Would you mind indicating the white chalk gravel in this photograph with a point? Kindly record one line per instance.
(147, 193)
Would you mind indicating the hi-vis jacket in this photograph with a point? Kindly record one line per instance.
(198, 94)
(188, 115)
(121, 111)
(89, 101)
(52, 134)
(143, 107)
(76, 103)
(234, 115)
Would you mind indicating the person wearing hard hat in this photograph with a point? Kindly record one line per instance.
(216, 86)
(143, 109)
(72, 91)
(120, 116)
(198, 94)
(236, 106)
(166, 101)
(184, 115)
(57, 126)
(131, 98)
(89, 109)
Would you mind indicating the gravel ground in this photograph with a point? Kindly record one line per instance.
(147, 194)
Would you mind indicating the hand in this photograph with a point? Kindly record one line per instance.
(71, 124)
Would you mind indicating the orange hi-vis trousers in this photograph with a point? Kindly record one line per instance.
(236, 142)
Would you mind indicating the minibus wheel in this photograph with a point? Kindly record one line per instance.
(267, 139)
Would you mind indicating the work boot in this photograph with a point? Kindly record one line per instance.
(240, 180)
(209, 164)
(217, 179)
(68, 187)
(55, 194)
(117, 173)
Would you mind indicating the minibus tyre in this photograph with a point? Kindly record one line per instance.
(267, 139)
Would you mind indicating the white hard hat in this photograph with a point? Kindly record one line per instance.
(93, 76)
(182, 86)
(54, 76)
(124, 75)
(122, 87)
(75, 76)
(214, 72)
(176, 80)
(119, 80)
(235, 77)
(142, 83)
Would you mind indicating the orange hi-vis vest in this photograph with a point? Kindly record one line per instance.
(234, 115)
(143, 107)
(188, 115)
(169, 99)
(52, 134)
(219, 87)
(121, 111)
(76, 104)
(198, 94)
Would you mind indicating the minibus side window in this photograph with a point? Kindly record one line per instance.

==============================

### [Exercise aim]
Go through the listing above and repeat all of it exactly.

### [Exercise solution]
Would you mind indicating the white chalk gravel in this photograph with a point? Kindly record one line per instance.
(147, 193)
Would you mind indicating the hi-vis jacket in this photograph with a point? Kindly record one line per instance.
(198, 94)
(188, 115)
(121, 111)
(89, 101)
(52, 134)
(143, 107)
(76, 103)
(234, 115)
Would you mind indicating the person wearing hard hat in this photograph with a point? Kindly record one line per instance.
(216, 86)
(143, 109)
(72, 91)
(120, 116)
(198, 94)
(236, 106)
(166, 101)
(184, 115)
(57, 126)
(131, 98)
(89, 109)
Would you mind indicating the gravel ground in this photograph with a point? Kindly record one line per instance.
(147, 194)
Would you mind indicating the hand in this photograph with a point? Kindly record one line per instance.
(71, 124)
Would you mind indicating the orange hi-vis trousers in this photograph with a point? Kindly record one line per instance.
(236, 142)
Would you mind indicating the minibus wheel in this photograph with a point? Kindly record one line per instance.
(267, 139)
Would you mind indicating the work boot in this photograph with a point? Kindly record one line per instance.
(240, 180)
(209, 164)
(217, 179)
(68, 187)
(55, 194)
(117, 173)
Would you mind indicating the minibus tyre in this photograph with a point? Kindly record one line per instance.
(267, 139)
Would you mind indicating the white hard hat in this photograph with a point? Kindly record one line per instance.
(93, 76)
(182, 86)
(54, 76)
(124, 75)
(122, 87)
(75, 76)
(214, 72)
(176, 80)
(119, 80)
(235, 77)
(142, 83)
Would you mind indicating the orange hi-vis vest in this photograph with a point? Kindly record one line per instance.
(234, 115)
(143, 107)
(188, 115)
(169, 99)
(52, 134)
(219, 87)
(121, 111)
(76, 104)
(198, 94)
Would you mind indicating the minibus side window in this photograph with a point? Kindly record one line per instance.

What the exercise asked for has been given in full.